→ OBJETIVO DA TAREFA
Transcreva, do texto sobre a Fábrica da Bandeira, o trecho que começa nas palavras onde surge "O edifício era" e acaba em "ambas, menções honrosas.".

→ SECÇÃO DO DOCUMENTO
+++
Curiosamente, no roteiro da exposição de Cerâmica Portuense realizada no Porto, no ano de 1973, e na parte que respeita à Fábrica da Bandeira, afirma-se que "marcou poucas peças com as iniciais F.B."(2)
Foi o caso do prato que figurou nessa exposição com o nº 233.


in "Cerâmica Portuense", de Pedro Vitorino, pág.70

A Fábrica da Bandeira já existiria desde 1828, segundo Charles Lepierre (3), situada no largo da Bandeira, em Gaia, tendo sido transferida do sítio de "Traz os Valles", Mafamude. Numa curiosa indicação de Pedro Vitorino (4), o seu primeiro dono terá sido terá sido um "indivíduo conhecido pela alcunha de Perna de Chumbo". A partir de 1845, os almanaques de Gaia e do Porto dão como seu dirigente e proprietário Gaspar Gonçalves de Castro e, após 1877, sua viúva D. Margarida Cândida de Sá Castro e seu filho Cândido Augusto de Sá Castro (5).   A fábrica terá continuado a sua laboração até 1912, encerrando pouco tempo depois.

O edifício era de pequenas dimensões e constava de dois pavimentos e um depósito bastante espaçoso. Produziam essencialmente faiança comum, destinada preferencialmente a uso doméstico.
Nas exposições do Porto (1882) e de Gaia (1894), em que foram exibidos os seus produtos, obteve, em ambas, menções honrosas.





Esta peça - que pertence a um coleccionador de primeira linha, a quem agradeço a disponibilidade para a permitir a sua divulgação - é invulgar pela forma, duas esferas achatadas e sobrepostas, e também pelo motivo, de inspiração orientalista. A sua decoração aponta para o conhecido Cantão Popular, que Luís Montalvão e Maria Andrade (6/7) tão bem têm caracterizado nos seus blogs. Quer na parte inferior, quer na superior, só se observam os telhados e as cúpulas das construções, ladeados por árvores.
+++
→ EXTRATO DE DADOS
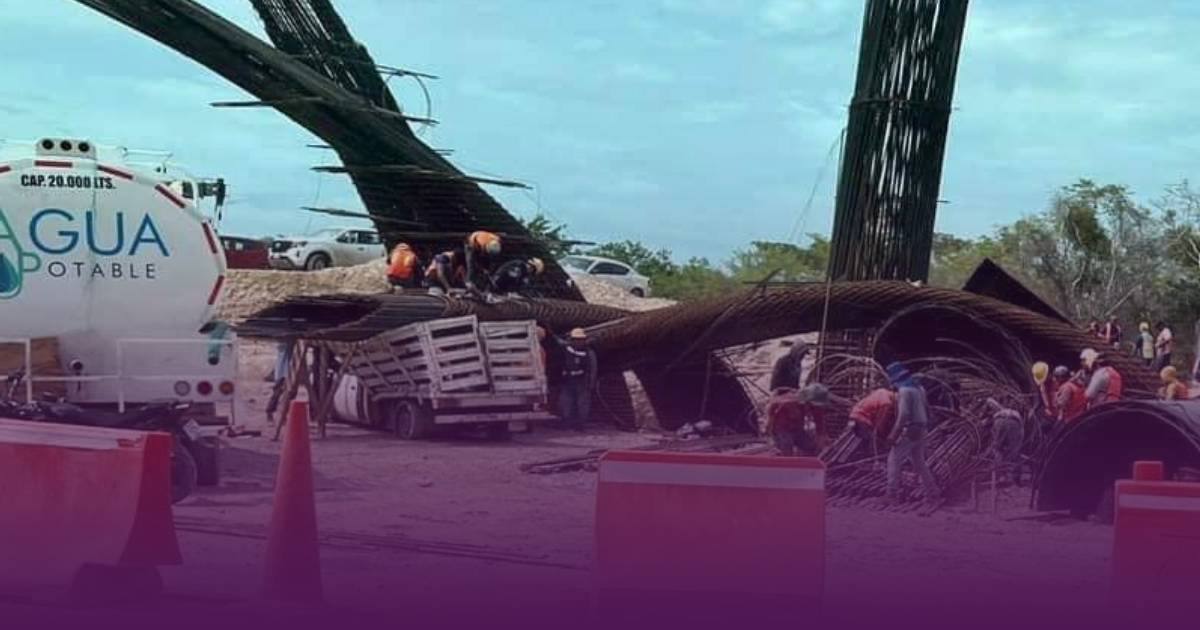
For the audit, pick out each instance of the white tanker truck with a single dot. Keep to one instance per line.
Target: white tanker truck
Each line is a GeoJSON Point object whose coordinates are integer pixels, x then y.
{"type": "Point", "coordinates": [117, 264]}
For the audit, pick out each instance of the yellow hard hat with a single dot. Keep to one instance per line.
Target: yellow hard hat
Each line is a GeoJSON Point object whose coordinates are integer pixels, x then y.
{"type": "Point", "coordinates": [1041, 371]}
{"type": "Point", "coordinates": [1168, 373]}
{"type": "Point", "coordinates": [1089, 357]}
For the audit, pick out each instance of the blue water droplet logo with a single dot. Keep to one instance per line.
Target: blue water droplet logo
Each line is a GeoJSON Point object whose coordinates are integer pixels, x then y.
{"type": "Point", "coordinates": [10, 276]}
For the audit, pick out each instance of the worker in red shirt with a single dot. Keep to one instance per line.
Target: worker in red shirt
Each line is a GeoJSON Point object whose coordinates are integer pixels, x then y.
{"type": "Point", "coordinates": [796, 420]}
{"type": "Point", "coordinates": [874, 414]}
{"type": "Point", "coordinates": [480, 251]}
{"type": "Point", "coordinates": [403, 268]}
{"type": "Point", "coordinates": [1069, 399]}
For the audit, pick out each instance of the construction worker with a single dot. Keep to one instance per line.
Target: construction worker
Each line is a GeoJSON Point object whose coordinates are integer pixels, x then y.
{"type": "Point", "coordinates": [579, 371]}
{"type": "Point", "coordinates": [1145, 345]}
{"type": "Point", "coordinates": [1173, 388]}
{"type": "Point", "coordinates": [445, 273]}
{"type": "Point", "coordinates": [1069, 399]}
{"type": "Point", "coordinates": [480, 251]}
{"type": "Point", "coordinates": [789, 369]}
{"type": "Point", "coordinates": [516, 276]}
{"type": "Point", "coordinates": [1105, 383]}
{"type": "Point", "coordinates": [403, 268]}
{"type": "Point", "coordinates": [909, 436]}
{"type": "Point", "coordinates": [1007, 435]}
{"type": "Point", "coordinates": [1164, 345]}
{"type": "Point", "coordinates": [874, 414]}
{"type": "Point", "coordinates": [1045, 389]}
{"type": "Point", "coordinates": [796, 419]}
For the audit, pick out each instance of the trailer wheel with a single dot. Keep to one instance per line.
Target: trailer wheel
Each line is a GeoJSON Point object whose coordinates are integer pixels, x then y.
{"type": "Point", "coordinates": [317, 262]}
{"type": "Point", "coordinates": [411, 420]}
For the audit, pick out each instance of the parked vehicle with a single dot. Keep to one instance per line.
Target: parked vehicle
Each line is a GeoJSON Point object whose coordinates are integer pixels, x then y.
{"type": "Point", "coordinates": [112, 261]}
{"type": "Point", "coordinates": [607, 270]}
{"type": "Point", "coordinates": [325, 249]}
{"type": "Point", "coordinates": [245, 253]}
{"type": "Point", "coordinates": [447, 372]}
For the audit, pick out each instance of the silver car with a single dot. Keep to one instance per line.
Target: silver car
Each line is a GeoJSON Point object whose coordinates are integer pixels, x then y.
{"type": "Point", "coordinates": [607, 270]}
{"type": "Point", "coordinates": [325, 249]}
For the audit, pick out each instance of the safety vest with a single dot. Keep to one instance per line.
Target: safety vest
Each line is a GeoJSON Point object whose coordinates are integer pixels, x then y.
{"type": "Point", "coordinates": [480, 240]}
{"type": "Point", "coordinates": [403, 263]}
{"type": "Point", "coordinates": [576, 364]}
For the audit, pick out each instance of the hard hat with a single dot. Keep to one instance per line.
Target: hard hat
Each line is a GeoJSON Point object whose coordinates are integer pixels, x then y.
{"type": "Point", "coordinates": [1041, 371]}
{"type": "Point", "coordinates": [1168, 373]}
{"type": "Point", "coordinates": [815, 394]}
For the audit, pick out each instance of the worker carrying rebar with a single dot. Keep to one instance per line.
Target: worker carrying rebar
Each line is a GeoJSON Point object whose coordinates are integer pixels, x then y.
{"type": "Point", "coordinates": [790, 367]}
{"type": "Point", "coordinates": [403, 268]}
{"type": "Point", "coordinates": [1071, 397]}
{"type": "Point", "coordinates": [445, 273]}
{"type": "Point", "coordinates": [910, 433]}
{"type": "Point", "coordinates": [517, 275]}
{"type": "Point", "coordinates": [480, 252]}
{"type": "Point", "coordinates": [1173, 388]}
{"type": "Point", "coordinates": [796, 419]}
{"type": "Point", "coordinates": [874, 415]}
{"type": "Point", "coordinates": [579, 378]}
{"type": "Point", "coordinates": [1105, 383]}
{"type": "Point", "coordinates": [1007, 436]}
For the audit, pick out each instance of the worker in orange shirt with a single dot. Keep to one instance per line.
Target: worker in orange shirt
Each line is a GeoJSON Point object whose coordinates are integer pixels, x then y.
{"type": "Point", "coordinates": [1069, 400]}
{"type": "Point", "coordinates": [874, 414]}
{"type": "Point", "coordinates": [403, 268]}
{"type": "Point", "coordinates": [1173, 388]}
{"type": "Point", "coordinates": [480, 251]}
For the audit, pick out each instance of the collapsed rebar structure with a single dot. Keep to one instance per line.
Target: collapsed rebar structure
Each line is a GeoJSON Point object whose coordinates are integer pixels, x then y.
{"type": "Point", "coordinates": [895, 141]}
{"type": "Point", "coordinates": [322, 78]}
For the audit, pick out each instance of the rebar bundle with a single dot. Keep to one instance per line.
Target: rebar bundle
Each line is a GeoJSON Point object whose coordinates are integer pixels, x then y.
{"type": "Point", "coordinates": [895, 141]}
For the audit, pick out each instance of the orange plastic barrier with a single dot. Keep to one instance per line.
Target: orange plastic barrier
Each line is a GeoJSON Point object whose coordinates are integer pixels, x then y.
{"type": "Point", "coordinates": [73, 496]}
{"type": "Point", "coordinates": [675, 528]}
{"type": "Point", "coordinates": [1156, 544]}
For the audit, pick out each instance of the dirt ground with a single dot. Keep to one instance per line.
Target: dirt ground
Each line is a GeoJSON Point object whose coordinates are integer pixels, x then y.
{"type": "Point", "coordinates": [457, 510]}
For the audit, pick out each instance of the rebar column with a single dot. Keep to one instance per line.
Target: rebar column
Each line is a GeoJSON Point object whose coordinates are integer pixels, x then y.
{"type": "Point", "coordinates": [895, 141]}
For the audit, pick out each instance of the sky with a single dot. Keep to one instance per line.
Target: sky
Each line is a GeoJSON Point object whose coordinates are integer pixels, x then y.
{"type": "Point", "coordinates": [693, 125]}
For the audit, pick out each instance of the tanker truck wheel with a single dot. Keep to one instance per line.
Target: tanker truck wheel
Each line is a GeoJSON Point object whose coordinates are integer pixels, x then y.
{"type": "Point", "coordinates": [184, 473]}
{"type": "Point", "coordinates": [317, 262]}
{"type": "Point", "coordinates": [411, 420]}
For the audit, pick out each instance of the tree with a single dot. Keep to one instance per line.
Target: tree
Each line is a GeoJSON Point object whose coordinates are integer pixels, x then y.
{"type": "Point", "coordinates": [552, 235]}
{"type": "Point", "coordinates": [792, 262]}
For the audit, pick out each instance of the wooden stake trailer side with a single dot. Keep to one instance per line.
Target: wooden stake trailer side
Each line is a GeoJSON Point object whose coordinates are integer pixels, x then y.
{"type": "Point", "coordinates": [455, 371]}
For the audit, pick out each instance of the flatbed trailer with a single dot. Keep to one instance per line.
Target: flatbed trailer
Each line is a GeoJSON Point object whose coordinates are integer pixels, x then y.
{"type": "Point", "coordinates": [455, 371]}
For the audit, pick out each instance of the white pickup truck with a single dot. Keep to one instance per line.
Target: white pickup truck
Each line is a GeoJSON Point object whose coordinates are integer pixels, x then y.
{"type": "Point", "coordinates": [115, 264]}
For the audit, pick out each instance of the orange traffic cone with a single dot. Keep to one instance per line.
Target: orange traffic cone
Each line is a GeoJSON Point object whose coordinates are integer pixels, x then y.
{"type": "Point", "coordinates": [293, 563]}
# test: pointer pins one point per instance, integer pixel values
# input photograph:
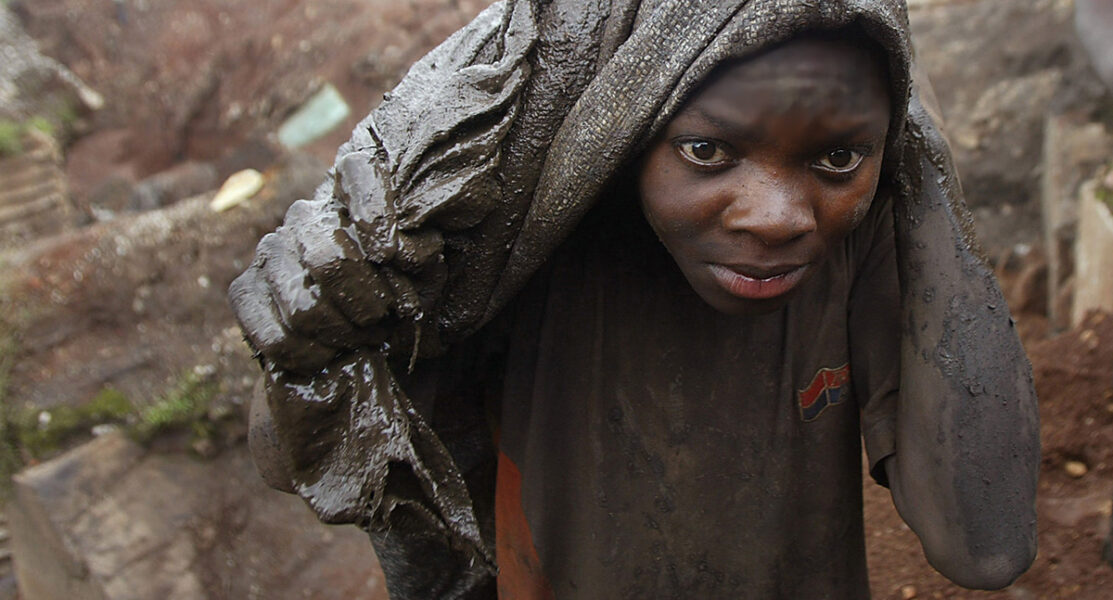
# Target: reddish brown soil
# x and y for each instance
(1074, 382)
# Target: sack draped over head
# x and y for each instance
(456, 188)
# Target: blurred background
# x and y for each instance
(147, 145)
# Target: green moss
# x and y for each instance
(184, 406)
(41, 124)
(1104, 194)
(42, 432)
(11, 134)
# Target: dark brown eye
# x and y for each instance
(702, 151)
(840, 160)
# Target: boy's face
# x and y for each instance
(767, 169)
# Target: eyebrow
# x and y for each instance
(734, 129)
(758, 134)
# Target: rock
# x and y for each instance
(1073, 149)
(35, 85)
(111, 521)
(33, 199)
(175, 184)
(321, 114)
(1075, 469)
(1093, 254)
(1093, 19)
(139, 298)
(238, 188)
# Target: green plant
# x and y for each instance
(41, 432)
(10, 138)
(186, 404)
(41, 124)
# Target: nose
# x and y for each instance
(768, 206)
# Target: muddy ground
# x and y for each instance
(207, 81)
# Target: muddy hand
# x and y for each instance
(309, 293)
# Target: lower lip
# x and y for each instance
(754, 288)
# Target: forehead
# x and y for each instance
(817, 75)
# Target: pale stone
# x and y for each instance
(238, 188)
(110, 521)
(1094, 256)
(1073, 149)
(1075, 469)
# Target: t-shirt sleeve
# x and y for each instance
(875, 333)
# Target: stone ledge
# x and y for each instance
(111, 521)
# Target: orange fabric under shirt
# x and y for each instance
(520, 573)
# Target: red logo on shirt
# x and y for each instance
(830, 386)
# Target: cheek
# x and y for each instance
(848, 206)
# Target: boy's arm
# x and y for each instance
(967, 444)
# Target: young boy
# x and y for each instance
(676, 259)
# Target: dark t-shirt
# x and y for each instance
(653, 448)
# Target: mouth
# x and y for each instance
(755, 283)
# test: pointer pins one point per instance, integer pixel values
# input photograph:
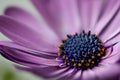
+++
→ SOLUÇÃO DA TAREFA
O edifício era de pequenas dimensões e constava de dois pavimentos e um depósito bastante espaçoso. Produziam essencialmente faiança comum, destinada preferencialmente a uso doméstico.
Nas exposições do Porto (1882) e de Gaia (1894), em que foram exibidos os seus produtos, obteve, em ambas, menções honrosas.